Commentary: Lift up New York’s families by increasing the state child tax credit

by | Jan 13, 2025 | Child Poverty

Despite New York’s reputation as a hub of innovation and progress, we rank 40th in the nation for child poverty. That’s right: Children here are more likely to live in poverty than in dozens of other states. This isn’t just a statistic; it’s a harsh reality affecting 1 in 5 children and costing New York taxpayers nearly $60 billion annually.

But lawmakers from both sides of the aisle have committed to do better. In 2021, in a near-unanimous vote, lawmakers passed the Child Poverty Reduction Act. This landmark bipartisan legislation requires the state to reduce child poverty rates by 50% by 2031.

 

Reducing child poverty strengthens our economy, enhances public health and fosters safer communities, benefiting all New Yorkers. We are three years into New York’s commitment to halve child poverty. To achieve that goal, it is crucial that Gov. Kathy Hochul’s 2025 executive budget, and eventually the enacted budget, feature the evidence-based long-term investments recommended by the Child Poverty Reduction Advisory Council.

 

One investment that has proven particularly effective in meaningfully reducing child poverty is the child tax credit. When the federal government temporarily expanded the child tax credit during the pandemic, child poverty dropped by nearly half, both nationally and in New York, with children of color and children from low-income households seeing the greatest impact. This simple, effective solution worked because it put money directly into the hands of families, allowing them to meet their basic needs and begin to build a more secure future.

 

New York’s child tax credit, called the Empire State Child Credit, has the potential to play a pivotal role in achieving our child poverty reduction goals — if it can provide meaningful financial relief. The current child tax credit overlooks families with the lowest incomes and provides just $330 annually to New York families.

________________

▶ [Task instructions]:
[A] Translate this sentence from the child tax credit commentary into Spanish: "Reducing child poverty strengthens our economy, enhances public health and fosters safer communities, benefiting all New Yorkers."
[B] According to the child tax credit commentary, what percentage reduction in child poverty rates does the Child Poverty Reduction Act require of the state, and by what year?
[C] Write the next part of the commentary on New York's child tax credit, starting from its final sentence.

Point localization data:
________________

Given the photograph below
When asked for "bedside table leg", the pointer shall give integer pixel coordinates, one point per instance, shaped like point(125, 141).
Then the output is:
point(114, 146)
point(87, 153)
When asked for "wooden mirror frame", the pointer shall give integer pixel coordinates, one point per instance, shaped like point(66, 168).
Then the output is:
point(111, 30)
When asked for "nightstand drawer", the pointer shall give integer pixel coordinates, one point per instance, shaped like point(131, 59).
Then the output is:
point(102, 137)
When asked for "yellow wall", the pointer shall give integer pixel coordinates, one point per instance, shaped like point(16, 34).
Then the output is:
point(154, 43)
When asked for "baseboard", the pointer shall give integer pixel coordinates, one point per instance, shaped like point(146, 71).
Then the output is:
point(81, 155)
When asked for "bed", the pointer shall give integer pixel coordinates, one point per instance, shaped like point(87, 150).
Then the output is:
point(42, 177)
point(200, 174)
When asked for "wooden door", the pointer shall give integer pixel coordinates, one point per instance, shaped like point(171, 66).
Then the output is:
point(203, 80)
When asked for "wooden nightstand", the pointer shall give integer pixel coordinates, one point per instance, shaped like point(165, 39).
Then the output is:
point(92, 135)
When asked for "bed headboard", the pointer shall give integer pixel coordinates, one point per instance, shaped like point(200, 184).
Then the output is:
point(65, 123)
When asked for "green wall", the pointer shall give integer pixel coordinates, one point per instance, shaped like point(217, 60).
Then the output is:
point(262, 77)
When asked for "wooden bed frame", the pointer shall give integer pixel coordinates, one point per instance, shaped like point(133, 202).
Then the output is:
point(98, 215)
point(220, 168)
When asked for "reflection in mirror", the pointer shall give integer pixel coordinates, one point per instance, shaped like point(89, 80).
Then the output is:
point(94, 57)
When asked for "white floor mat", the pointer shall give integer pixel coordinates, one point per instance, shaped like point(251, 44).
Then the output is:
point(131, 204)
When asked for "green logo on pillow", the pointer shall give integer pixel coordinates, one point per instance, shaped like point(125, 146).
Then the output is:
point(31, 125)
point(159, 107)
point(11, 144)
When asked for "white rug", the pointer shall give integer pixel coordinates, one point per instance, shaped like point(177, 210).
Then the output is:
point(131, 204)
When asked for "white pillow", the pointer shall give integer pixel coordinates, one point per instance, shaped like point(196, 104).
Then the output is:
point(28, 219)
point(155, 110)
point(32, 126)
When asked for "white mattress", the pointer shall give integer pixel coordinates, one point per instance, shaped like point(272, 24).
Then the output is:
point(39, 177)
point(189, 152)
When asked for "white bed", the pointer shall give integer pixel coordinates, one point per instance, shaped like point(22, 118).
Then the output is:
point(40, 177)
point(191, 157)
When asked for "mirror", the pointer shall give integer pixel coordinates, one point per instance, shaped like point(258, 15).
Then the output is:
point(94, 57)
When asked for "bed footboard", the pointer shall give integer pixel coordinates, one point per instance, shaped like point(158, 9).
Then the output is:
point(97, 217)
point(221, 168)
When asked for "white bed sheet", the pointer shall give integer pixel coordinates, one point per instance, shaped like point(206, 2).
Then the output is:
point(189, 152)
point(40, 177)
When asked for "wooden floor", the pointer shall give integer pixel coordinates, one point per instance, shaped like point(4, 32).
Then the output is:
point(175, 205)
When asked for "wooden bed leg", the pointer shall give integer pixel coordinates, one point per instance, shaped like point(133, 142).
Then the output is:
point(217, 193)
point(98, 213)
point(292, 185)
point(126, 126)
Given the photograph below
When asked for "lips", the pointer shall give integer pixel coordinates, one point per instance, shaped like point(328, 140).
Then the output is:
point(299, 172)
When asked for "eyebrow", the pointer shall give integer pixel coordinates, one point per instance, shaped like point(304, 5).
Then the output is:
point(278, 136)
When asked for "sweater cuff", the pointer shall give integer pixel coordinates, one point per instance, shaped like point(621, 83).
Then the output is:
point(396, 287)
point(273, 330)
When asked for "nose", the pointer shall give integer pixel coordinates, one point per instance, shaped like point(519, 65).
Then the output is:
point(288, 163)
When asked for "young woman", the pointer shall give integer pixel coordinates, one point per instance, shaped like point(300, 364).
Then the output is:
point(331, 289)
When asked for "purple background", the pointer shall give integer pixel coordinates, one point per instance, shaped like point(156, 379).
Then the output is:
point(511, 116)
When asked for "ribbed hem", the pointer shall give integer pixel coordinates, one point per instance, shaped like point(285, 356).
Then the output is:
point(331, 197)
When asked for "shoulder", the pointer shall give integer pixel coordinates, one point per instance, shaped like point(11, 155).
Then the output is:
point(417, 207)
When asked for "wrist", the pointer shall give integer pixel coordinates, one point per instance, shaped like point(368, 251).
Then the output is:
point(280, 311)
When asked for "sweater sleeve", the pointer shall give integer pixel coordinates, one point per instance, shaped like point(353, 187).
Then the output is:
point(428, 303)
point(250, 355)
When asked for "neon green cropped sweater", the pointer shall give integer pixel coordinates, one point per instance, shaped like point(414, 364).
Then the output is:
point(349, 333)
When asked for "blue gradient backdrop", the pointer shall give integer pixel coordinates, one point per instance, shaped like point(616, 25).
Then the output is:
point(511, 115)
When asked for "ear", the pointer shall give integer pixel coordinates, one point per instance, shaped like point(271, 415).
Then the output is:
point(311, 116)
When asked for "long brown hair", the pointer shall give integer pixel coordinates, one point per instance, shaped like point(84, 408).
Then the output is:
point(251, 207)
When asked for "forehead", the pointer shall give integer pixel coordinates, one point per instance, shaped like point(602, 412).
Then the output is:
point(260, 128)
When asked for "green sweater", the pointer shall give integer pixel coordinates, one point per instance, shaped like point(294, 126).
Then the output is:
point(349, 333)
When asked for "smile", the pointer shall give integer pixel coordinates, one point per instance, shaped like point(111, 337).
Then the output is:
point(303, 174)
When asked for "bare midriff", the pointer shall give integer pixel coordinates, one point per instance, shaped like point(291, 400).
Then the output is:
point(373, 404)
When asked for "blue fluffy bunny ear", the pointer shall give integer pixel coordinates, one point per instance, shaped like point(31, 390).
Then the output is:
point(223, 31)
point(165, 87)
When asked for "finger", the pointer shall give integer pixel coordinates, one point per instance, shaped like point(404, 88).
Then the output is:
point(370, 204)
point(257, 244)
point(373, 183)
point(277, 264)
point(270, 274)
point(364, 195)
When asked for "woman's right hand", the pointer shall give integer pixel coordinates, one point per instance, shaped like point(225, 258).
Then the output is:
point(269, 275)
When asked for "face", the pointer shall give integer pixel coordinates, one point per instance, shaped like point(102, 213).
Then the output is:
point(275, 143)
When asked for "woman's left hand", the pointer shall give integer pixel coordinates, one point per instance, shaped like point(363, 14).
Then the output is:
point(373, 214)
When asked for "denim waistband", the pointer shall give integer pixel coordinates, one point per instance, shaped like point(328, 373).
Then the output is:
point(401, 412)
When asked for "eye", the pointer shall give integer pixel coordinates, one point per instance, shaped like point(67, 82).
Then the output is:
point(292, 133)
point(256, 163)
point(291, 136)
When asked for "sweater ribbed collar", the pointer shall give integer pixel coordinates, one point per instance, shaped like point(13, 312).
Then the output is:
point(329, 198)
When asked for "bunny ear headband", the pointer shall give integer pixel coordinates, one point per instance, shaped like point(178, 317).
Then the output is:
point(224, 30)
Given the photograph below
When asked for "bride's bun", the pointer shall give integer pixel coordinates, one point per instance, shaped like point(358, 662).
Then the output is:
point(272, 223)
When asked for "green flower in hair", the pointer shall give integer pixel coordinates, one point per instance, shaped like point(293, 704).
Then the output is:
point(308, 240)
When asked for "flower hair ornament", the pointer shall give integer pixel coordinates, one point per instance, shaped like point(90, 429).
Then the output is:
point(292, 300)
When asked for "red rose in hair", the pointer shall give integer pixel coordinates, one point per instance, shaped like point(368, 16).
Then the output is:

________________

▶ [Expected responses]:
[A] Reducir la pobreza infantil fortalece nuestra economía, mejora la salud pública y fomenta comunidades más seguras, lo que beneficia a todos los neoyorquinos.

[B] A 50% reduction by 2031.

[C]
With her inflation refund proposal, Hochul recently acknowledged the importance of putting more cash in New Yorkers’ pockets as inflation and rising costs of living continue to put a strain on families across the socioeconomic spectrum. But one-time rebates that do not prioritize financially struggling families will fail to break cycles of poverty. Investments in families need to be ongoing and focused on those most in need.

 

The child tax credit’s $330 per child is simply not enough to cover a year’s worth of necessities, let alone lift a family out of poverty — even if it is supplemented by a $500 one-time rebate. By permanently increasing the credit to $1,500 per child annually and expanding eligibility requirements to ensure this money reaches the pockets of the families who need it most, we could reduce child poverty by more than 23% across the state. That alone will propel New York nearly halfway to its 50% reduction goal.

New York’s children urgently need our support; we cannot afford to wait. Hochul must take action to ensure our children grow up safe, secure and healthy, with access to the opportunities every parent wants for their child. New York’s leaders must make budget choices that break the cycle of poverty and uplift our children.

 

I urge our leaders to make a permanent increase in the state child tax credit a top priority. It’s not just good social and economic policy; it’s the right thing to do for New York’s children and for our collective future.

Kate Breslin is the president and CEO of the Schuyler Center for Analysis and Advocacy and an appointee to New York’s Child Poverty Reduction Advisory Council.